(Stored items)

= Beginning of Section =

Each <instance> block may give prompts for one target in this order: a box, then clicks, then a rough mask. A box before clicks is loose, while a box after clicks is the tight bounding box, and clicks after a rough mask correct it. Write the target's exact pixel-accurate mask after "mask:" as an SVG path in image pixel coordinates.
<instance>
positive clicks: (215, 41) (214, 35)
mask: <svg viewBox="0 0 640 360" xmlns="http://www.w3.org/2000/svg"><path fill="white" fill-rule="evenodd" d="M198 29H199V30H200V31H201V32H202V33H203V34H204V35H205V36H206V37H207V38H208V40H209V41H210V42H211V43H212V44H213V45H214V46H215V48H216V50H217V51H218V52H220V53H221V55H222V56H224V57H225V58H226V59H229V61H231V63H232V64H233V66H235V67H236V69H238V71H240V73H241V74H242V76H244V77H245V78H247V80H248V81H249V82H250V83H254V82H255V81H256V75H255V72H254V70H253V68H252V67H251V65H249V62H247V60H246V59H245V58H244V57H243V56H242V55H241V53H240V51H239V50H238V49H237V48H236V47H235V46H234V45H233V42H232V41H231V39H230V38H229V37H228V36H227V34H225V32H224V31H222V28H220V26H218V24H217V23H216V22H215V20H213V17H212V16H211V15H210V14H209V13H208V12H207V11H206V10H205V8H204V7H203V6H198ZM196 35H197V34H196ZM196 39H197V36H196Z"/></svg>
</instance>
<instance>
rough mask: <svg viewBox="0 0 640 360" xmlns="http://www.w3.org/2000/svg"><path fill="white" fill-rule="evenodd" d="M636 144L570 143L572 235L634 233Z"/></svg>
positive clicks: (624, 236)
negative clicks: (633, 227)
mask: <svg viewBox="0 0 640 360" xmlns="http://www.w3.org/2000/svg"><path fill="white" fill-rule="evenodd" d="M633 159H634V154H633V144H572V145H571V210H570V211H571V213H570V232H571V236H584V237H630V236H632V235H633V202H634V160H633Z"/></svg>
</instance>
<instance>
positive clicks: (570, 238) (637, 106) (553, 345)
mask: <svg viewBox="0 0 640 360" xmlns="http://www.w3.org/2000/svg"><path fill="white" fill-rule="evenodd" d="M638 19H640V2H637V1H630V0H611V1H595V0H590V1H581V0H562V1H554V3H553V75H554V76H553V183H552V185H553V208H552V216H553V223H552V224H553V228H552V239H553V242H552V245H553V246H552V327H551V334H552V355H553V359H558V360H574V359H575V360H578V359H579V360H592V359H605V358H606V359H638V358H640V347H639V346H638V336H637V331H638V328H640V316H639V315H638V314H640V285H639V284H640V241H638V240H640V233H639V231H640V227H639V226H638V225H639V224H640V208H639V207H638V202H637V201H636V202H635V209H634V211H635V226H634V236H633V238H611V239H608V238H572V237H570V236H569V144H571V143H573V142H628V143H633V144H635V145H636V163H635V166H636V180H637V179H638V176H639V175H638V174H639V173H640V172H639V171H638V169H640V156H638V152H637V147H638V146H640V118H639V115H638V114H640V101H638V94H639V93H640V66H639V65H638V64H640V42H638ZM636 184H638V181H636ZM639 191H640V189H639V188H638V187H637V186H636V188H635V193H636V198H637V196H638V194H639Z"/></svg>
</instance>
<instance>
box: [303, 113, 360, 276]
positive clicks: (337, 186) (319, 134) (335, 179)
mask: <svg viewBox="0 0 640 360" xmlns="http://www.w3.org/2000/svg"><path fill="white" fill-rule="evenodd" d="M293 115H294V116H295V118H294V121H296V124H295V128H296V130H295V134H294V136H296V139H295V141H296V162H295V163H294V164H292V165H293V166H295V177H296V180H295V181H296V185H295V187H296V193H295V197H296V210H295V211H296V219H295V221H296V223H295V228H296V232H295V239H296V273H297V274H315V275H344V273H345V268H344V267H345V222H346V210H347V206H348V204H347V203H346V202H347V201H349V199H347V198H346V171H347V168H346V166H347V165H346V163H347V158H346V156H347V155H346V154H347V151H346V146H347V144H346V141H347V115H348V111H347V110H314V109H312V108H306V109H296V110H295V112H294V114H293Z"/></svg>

= End of Section =

YOUR GOAL
Could you write out every entry above exactly as it appears?

YOUR SOLUTION
Each <instance> block may give prompts for one target in this order: a box, then clicks, then a rough mask. A box before clicks is loose, while a box after clicks is the tight bounding box, and clicks after a rough mask correct it. Write the target's exact pixel-accurate mask after "mask:" as an SVG path in image pixel coordinates.
<instance>
positive clicks: (215, 41) (214, 35)
mask: <svg viewBox="0 0 640 360" xmlns="http://www.w3.org/2000/svg"><path fill="white" fill-rule="evenodd" d="M198 29H199V30H200V31H201V32H202V33H203V34H204V35H205V36H206V37H207V38H208V40H209V41H210V42H211V43H212V44H213V45H214V46H215V48H216V50H217V51H218V52H220V53H221V55H222V56H224V57H225V58H226V59H229V61H231V63H232V64H233V66H235V67H236V69H238V71H240V73H241V74H242V76H244V77H245V78H247V80H248V81H249V82H250V83H254V82H255V81H256V75H255V72H254V70H253V68H252V67H251V65H249V62H247V60H246V59H245V58H244V57H243V56H242V55H241V53H240V51H239V50H238V49H237V48H236V47H235V46H234V45H233V42H232V41H231V39H230V38H229V37H228V36H227V34H225V32H224V31H222V28H220V26H218V24H217V23H216V22H215V20H213V17H212V16H211V15H210V14H209V13H208V12H207V11H206V10H205V8H204V7H203V6H198ZM196 35H197V34H196ZM196 39H197V36H196Z"/></svg>
</instance>
<instance>
rough mask: <svg viewBox="0 0 640 360" xmlns="http://www.w3.org/2000/svg"><path fill="white" fill-rule="evenodd" d="M636 144L570 143L572 235L634 233Z"/></svg>
positive clicks: (624, 236)
negative clicks: (633, 227)
mask: <svg viewBox="0 0 640 360" xmlns="http://www.w3.org/2000/svg"><path fill="white" fill-rule="evenodd" d="M633 159H634V154H633V144H572V145H571V210H570V211H571V213H570V232H571V236H584V237H630V236H632V235H633V202H634V160H633Z"/></svg>
</instance>
<instance>
positive clicks: (570, 238) (637, 106) (553, 345)
mask: <svg viewBox="0 0 640 360" xmlns="http://www.w3.org/2000/svg"><path fill="white" fill-rule="evenodd" d="M638 19H640V2H637V1H630V0H611V1H595V0H590V1H581V0H562V1H554V3H553V75H554V76H553V183H552V185H553V208H552V216H553V223H552V224H553V228H552V239H553V242H552V245H553V246H552V327H551V334H552V355H553V359H558V360H574V359H575V360H578V359H579V360H592V359H605V358H606V359H638V358H640V347H639V346H638V336H637V331H638V328H640V316H639V315H638V314H640V285H639V284H640V241H638V240H640V233H639V231H640V227H639V226H638V225H639V224H640V208H639V207H638V202H637V201H636V202H635V209H634V211H635V226H634V236H633V238H611V239H608V238H572V237H570V236H569V144H571V143H573V142H628V143H633V144H635V145H636V163H635V166H636V180H637V179H638V176H639V175H638V174H639V173H640V172H639V171H638V169H640V156H638V152H637V147H638V146H640V118H639V115H638V114H640V101H638V94H639V93H640V66H639V65H638V64H640V42H638ZM636 184H638V181H636ZM639 191H640V189H639V188H638V187H637V186H636V188H635V193H636V198H637V196H638V194H639Z"/></svg>
</instance>
<instance>
box: [303, 113, 360, 276]
positive clicks: (337, 186) (319, 134) (335, 179)
mask: <svg viewBox="0 0 640 360" xmlns="http://www.w3.org/2000/svg"><path fill="white" fill-rule="evenodd" d="M293 115H294V116H295V118H294V121H296V124H295V128H296V130H295V134H294V136H296V139H295V141H296V162H295V163H294V164H292V165H293V166H295V177H296V180H295V181H296V185H295V187H296V193H295V197H296V210H295V211H296V219H295V221H296V223H295V228H296V232H295V239H296V273H297V274H315V275H344V273H345V268H344V267H345V222H346V210H347V206H348V204H347V203H346V202H347V201H349V199H347V198H346V171H347V168H346V166H347V165H346V163H347V158H346V156H347V155H346V154H347V151H346V146H347V144H346V141H347V115H348V111H347V110H314V109H312V108H306V109H296V110H295V112H294V114H293Z"/></svg>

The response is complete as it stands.